Stated exercise
Reproduce the lines below with "rocky shoreline" in place of "calm sea surface" and everything else unchanged. Omit the pictures from your answer.

* start Recorded information *

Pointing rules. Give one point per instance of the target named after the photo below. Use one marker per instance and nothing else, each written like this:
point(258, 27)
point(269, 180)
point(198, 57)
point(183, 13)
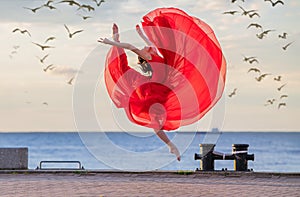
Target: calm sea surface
point(274, 151)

* end Recorded information *

Response below
Pointing rules. Give one point per instance of the target named after the photo below. Use one marker per instance and nothing else, each written like this:
point(258, 27)
point(269, 180)
point(198, 57)
point(183, 13)
Target: rocky shoreline
point(274, 151)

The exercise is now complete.